_What the exercise asks:_
Could you write out the records again from the line with "tag=glowing street light" up to and including the line with "(88, 112), (105, 132)", swapping every "Box format" for "Coordinate format" and leaving all else unchanged?

Dataset entries
>> start

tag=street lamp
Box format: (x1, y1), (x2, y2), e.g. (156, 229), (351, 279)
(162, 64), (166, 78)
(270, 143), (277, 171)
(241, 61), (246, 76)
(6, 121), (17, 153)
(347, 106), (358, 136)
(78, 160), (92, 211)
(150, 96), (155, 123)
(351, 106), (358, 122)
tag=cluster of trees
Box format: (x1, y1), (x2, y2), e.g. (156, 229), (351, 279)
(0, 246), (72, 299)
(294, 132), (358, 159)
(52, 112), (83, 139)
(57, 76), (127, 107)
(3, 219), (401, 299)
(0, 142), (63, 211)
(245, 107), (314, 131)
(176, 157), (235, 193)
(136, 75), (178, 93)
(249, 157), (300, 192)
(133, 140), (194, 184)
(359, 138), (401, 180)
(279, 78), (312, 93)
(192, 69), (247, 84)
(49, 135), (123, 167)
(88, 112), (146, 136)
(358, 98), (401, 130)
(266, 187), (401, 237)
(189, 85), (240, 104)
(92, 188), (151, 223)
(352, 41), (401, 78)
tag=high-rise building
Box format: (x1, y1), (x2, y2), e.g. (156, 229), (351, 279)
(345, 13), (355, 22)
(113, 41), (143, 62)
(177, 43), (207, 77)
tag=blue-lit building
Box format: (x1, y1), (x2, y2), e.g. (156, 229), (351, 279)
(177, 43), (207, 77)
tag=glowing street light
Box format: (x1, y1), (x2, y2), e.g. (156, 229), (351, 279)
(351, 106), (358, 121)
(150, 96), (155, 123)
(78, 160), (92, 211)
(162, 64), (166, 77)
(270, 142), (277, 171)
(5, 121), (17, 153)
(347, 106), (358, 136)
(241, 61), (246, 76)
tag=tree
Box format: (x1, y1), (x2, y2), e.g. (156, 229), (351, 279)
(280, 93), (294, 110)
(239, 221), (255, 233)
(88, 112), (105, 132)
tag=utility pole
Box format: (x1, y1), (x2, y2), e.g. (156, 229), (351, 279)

>> end

_Exercise output:_
tag=glowing street light
Coordinate format: (x1, y1), (x2, y2), e.g. (156, 229), (351, 279)
(351, 106), (358, 121)
(150, 96), (155, 123)
(78, 160), (92, 211)
(162, 64), (166, 77)
(270, 142), (277, 171)
(5, 121), (17, 153)
(347, 106), (358, 136)
(241, 61), (246, 76)
tag=tree
Coordinate format: (x1, y1), (x2, y2), e.g. (156, 229), (351, 279)
(280, 93), (294, 110)
(239, 221), (255, 233)
(88, 112), (105, 132)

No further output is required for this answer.